Exercise brief - Starting with the line containing "Segment out white light" and going on through the end of the records, write those lines out again with "mesh" swapped for "knit" and nothing else altered.

Stored items from a collection
— Begin —

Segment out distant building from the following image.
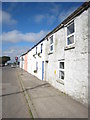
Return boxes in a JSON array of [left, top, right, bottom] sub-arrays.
[[20, 2, 90, 104]]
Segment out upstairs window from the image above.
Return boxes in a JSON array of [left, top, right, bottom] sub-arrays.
[[50, 36, 53, 52], [59, 62, 65, 80], [41, 44, 43, 53], [67, 22, 75, 45], [36, 47, 37, 54], [36, 62, 38, 71]]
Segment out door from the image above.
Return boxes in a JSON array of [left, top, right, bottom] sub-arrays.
[[42, 61, 44, 80]]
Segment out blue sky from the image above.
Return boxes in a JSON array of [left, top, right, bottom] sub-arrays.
[[0, 2, 82, 59]]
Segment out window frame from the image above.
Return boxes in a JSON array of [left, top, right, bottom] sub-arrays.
[[58, 61, 65, 81], [41, 43, 43, 53], [66, 21, 75, 46], [36, 62, 38, 71], [49, 35, 54, 52], [36, 47, 37, 54]]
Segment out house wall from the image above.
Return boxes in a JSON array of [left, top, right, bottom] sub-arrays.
[[45, 10, 88, 103], [27, 41, 45, 80]]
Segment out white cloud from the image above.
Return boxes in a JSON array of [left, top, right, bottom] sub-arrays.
[[0, 10, 17, 25], [58, 7, 77, 22], [2, 46, 30, 62], [2, 30, 48, 43], [35, 14, 45, 23]]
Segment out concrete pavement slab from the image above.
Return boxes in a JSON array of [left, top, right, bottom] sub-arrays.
[[18, 69, 88, 118]]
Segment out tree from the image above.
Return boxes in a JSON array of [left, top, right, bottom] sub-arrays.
[[0, 56, 11, 64]]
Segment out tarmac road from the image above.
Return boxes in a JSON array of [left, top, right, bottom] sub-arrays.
[[0, 66, 31, 118]]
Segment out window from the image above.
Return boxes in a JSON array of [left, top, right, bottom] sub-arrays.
[[59, 62, 65, 80], [41, 44, 43, 53], [36, 62, 38, 71], [36, 47, 37, 54], [67, 22, 75, 45], [50, 36, 53, 52]]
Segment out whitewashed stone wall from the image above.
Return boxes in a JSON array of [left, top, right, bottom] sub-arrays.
[[45, 10, 88, 103]]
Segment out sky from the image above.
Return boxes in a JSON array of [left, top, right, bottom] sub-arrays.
[[0, 2, 82, 61]]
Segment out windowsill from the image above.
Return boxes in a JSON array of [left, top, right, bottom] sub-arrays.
[[64, 45, 75, 50], [48, 52, 53, 55], [56, 80, 64, 85]]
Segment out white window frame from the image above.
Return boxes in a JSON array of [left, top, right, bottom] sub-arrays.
[[49, 35, 54, 52], [58, 61, 65, 81], [66, 21, 75, 46], [41, 43, 43, 53]]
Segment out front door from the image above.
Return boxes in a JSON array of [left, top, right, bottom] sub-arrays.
[[42, 61, 44, 80]]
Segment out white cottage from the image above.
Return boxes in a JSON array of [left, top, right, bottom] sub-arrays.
[[19, 2, 90, 104]]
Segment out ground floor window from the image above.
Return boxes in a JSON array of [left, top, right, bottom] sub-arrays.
[[59, 61, 65, 80]]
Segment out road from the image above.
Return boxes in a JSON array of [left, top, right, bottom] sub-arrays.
[[2, 67, 31, 118]]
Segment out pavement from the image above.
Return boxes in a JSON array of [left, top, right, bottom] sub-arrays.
[[17, 68, 88, 118], [0, 67, 32, 118]]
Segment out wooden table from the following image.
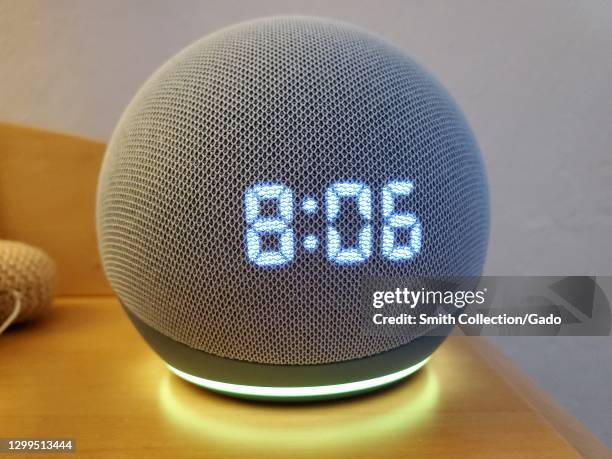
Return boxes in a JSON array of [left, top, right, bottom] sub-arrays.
[[0, 296, 609, 458]]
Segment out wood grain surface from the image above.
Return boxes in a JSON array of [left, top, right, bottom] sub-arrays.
[[0, 123, 111, 295], [0, 297, 604, 458]]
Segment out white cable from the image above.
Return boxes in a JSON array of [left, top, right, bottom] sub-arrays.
[[0, 290, 21, 335]]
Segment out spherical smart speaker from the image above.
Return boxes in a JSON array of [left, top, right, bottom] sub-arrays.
[[97, 17, 489, 400]]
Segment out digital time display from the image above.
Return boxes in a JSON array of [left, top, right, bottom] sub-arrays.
[[244, 180, 423, 267]]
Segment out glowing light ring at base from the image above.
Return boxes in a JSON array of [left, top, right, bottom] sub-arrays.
[[167, 357, 429, 398]]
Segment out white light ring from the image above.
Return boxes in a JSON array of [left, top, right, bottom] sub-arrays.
[[166, 357, 429, 398]]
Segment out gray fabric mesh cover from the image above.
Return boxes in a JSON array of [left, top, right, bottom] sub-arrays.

— End —

Task answer -
Segment out white light ring from the image above.
Return boxes in a JSON array of [left, top, right, bottom] sub-arrays.
[[166, 357, 429, 398]]
Segment out gray fabric knit cover from the image above.
Return boxes in a JSON array of [left, top, right, bottom] sub-arrays.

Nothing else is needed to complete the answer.